_Görevleriniz_.
1. Sahih hadislerle ilgili metinde "Çünkü muhaddisler, her" sözlerinden "en güvenilir kitaplardır." sözlerine kadar uzanan kısmın tamamını hiçbir değişiklik yapmadan yeniden yazın.
2. Kayıtlarda "written like (406,380)." ifadesini içeren satırdan kayıtların sonuna kadar olan her şeyi yeniden yazın. Bu satırlarda "wildlife tally" yerine "supply inventory" koyun, geri kalan her şeyi olduğu gibi bırakın.

_Belge bölümü_.
▼▼▼

Hadisler hakkında en önemli hususlardan birisi de, en sahih tariklerin (nakil yolunun, isnadın) tespit edilmesidir. En sahih tarik, hadisin Efendimiz’e kadar ulaşması konusunda bizim için bir garanti, bir güvence kaynağıdır.

Bu hususta tanınmış hadis âlimlerinden İmam Buharî ve İmam Müslim’in sahih olarak tercih ettikleri ve ittifakla naklettikleri hadisler (müttefekun aleyh), bir tasnife göre en sahih hadisler olarak kabul edilmiştir.

Çünkü muhaddisler, her iki musannifin sahih hadisleri seçerken sıhhat şartlarını en üst seviyede aradıkları görüşünde ittifak etmişlerdir. Bu sebeple sadece sahih hadisleri ihtiva etmeleri itibariyle Buharî ve Müslim’in kitapları, en güvenilir kitaplardır.

Sahih hadisin kısımları

Sahih hadisin de kısımları vardır. Tanınmış hadis âlimlerinden İbn Hacer el-Askalânî (v.852), ‘makbul hadisler’ başlığı altında hadisleri,

  1. ‘sahih li zâtihi’,
  2. ‘sahih li ğayrihi’,
  3. ‘hasen li zâtihi’ ve
  4. ‘hasen li ğayrihi’ olmak üzere dört kısma ayırır.

Onun bu tasnifine göre, sıhhat şartlarından beşini de en üst seviyede taşıyan hadislere ‘sahih li zâtihî’ denilir.

Eğer bazı kusurları sebebiyle bu seviyeye ulaşamadığı halde, isnadının çokluğu gibi mevcut kusuru giderecek hususiyetleri bulunursa, bunlar da ‘sahih li ğayrihî’ hadislerdir.

Hasen hadisler ise, makbul hadislerden sayılmakla birlikte sahihin daha alt seviyesindedirler.

Bunlar içerisinde, zabt yönünden kusurlu olmakla birlikte diğer sıhhat şartlarını taşıyan hadislere ‘hasen li zâtihî’ denilir.

Zabtı güçlü olmaması sebebiyle zayıf bir ravinin başka bir isnatla desteklenmesi sonrasında hasen seviyesine yükselen hadise de ‘hasen li ğayrihî’ denir.

Makbul hadisler içerisinde yer alan sahih hadisler, bilgi değeri açısından İslam âlimlerinin ittifakı ile dinde hüccet olan, ameli gerektiren veya amel edilmesi vacip olan hadislerdir.

▲▲▲

_Kayıt listesi_.
▼▼▼

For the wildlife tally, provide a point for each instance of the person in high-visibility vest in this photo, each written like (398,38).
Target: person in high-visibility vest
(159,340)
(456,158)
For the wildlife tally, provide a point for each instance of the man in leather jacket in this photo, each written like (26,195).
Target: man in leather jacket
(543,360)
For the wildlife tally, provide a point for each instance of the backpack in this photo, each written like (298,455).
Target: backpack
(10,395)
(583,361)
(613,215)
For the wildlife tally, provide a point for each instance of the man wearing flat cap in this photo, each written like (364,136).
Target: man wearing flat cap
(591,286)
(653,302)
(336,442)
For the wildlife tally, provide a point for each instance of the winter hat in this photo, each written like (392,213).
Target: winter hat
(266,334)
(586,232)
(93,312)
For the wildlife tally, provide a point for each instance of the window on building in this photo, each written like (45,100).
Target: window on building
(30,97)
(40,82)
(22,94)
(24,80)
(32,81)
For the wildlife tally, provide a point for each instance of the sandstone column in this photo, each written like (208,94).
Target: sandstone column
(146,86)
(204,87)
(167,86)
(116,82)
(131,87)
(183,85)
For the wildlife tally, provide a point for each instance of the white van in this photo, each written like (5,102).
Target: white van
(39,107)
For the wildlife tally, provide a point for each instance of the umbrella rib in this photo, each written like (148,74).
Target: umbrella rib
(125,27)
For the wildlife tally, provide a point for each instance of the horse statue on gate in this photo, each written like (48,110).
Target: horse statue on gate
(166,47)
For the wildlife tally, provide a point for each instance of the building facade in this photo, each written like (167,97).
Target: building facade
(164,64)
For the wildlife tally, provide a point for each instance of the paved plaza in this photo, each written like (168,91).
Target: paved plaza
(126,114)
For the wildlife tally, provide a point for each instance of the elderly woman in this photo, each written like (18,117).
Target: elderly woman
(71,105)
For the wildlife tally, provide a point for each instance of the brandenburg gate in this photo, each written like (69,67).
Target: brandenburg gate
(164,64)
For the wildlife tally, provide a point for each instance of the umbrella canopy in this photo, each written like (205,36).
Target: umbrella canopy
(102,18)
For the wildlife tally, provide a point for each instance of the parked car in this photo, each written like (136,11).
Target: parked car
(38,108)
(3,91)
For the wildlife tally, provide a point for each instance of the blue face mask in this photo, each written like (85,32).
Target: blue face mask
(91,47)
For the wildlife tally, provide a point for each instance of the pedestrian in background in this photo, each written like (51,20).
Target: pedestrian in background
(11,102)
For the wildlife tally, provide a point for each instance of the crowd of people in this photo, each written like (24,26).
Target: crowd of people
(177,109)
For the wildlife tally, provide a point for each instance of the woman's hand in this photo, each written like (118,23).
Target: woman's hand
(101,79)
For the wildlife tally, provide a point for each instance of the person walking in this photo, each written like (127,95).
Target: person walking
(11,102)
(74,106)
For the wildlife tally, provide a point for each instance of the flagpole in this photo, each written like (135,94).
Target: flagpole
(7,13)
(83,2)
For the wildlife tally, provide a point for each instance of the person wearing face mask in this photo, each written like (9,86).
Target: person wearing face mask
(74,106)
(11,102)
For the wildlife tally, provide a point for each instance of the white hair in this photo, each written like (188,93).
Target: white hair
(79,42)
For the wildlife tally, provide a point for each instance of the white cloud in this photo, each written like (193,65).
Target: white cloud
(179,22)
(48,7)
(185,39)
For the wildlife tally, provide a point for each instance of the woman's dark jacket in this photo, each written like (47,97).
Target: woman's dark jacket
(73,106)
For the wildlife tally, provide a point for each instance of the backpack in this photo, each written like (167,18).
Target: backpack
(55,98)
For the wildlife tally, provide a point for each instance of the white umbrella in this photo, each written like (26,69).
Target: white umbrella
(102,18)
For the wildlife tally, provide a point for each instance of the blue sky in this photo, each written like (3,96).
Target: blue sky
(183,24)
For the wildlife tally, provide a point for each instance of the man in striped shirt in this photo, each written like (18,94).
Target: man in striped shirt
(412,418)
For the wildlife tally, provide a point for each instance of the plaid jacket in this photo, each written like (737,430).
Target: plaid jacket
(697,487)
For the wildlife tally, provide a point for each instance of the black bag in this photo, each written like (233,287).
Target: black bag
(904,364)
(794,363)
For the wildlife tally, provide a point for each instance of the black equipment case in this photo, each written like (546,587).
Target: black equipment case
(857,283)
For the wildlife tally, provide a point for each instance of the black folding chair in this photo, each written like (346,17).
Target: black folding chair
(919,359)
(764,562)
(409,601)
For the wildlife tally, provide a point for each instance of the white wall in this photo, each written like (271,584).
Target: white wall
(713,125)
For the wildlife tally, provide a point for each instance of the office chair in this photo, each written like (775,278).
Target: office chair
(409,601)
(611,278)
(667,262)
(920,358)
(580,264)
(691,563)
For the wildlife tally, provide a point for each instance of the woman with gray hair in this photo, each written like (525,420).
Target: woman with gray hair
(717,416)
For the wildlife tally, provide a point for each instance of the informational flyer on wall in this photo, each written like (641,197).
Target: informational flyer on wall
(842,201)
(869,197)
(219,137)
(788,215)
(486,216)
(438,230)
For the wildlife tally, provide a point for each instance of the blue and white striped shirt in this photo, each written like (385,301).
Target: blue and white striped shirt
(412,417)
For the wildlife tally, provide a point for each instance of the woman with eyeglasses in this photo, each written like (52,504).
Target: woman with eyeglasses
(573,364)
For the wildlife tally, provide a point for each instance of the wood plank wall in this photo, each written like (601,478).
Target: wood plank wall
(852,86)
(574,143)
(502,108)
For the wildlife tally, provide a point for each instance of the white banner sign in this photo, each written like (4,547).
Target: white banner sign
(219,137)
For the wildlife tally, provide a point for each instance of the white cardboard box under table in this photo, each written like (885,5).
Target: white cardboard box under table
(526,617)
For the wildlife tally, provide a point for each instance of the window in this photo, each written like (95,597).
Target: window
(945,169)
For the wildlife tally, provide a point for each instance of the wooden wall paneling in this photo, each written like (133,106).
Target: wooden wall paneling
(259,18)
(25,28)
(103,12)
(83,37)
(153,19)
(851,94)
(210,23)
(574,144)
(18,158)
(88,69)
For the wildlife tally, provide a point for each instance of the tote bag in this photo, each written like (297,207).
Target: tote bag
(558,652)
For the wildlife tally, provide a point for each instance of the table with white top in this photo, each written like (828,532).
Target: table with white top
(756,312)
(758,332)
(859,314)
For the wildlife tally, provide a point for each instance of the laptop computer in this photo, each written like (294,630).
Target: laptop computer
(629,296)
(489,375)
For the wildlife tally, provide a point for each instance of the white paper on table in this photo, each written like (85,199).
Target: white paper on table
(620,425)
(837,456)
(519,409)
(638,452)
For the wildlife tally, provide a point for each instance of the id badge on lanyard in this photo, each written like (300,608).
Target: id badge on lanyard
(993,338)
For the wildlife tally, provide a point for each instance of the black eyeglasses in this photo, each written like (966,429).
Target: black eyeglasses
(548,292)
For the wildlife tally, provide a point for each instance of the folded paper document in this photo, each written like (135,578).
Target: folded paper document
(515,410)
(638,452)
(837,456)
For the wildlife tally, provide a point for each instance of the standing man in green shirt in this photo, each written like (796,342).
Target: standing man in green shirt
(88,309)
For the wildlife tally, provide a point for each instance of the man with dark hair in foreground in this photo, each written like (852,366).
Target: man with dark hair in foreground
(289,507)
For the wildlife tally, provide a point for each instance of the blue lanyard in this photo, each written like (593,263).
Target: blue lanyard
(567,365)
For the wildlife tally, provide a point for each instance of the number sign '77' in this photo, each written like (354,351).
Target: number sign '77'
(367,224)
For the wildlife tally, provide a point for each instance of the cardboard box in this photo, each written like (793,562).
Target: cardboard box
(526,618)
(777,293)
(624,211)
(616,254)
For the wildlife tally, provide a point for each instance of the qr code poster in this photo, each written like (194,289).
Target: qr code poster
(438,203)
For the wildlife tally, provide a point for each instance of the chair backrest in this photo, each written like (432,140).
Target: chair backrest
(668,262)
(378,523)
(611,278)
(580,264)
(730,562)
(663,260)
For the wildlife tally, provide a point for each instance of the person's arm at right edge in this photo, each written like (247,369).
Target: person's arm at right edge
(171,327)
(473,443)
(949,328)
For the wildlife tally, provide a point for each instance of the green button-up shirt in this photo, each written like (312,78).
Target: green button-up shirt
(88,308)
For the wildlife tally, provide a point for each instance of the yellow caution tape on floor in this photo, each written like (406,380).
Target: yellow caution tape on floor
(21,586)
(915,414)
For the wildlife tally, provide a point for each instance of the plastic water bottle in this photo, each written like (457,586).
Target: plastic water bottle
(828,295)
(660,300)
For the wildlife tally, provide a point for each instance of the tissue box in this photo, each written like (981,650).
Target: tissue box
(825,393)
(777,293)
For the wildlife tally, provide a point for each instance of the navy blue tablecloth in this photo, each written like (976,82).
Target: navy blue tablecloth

▲▲▲

_Verilen yanıtlar_.
1.
Çünkü muhaddisler, her iki musannifin sahih hadisleri seçerken sıhhat şartlarını en üst seviyede aradıkları görüşünde ittifak etmişlerdir. Bu sebeple sadece sahih hadisleri ihtiva etmeleri itibariyle Buharî ve Müslim’in kitapları, en güvenilir kitaplardır.

2.
For the supply inventory, provide a point for each instance of the yellow caution tape on floor in this photo, each written like (406,380).
Target: yellow caution tape on floor
(21,586)
(915,414)
For the supply inventory, provide a point for each instance of the plastic water bottle in this photo, each written like (457,586).
Target: plastic water bottle
(828,295)
(660,300)
For the supply inventory, provide a point for each instance of the tissue box in this photo, each written like (981,650).
Target: tissue box
(825,393)
(777,293)
For the supply inventory, provide a point for each instance of the navy blue tablecloth in this photo, each written like (976,82).
Target: navy blue tablecloth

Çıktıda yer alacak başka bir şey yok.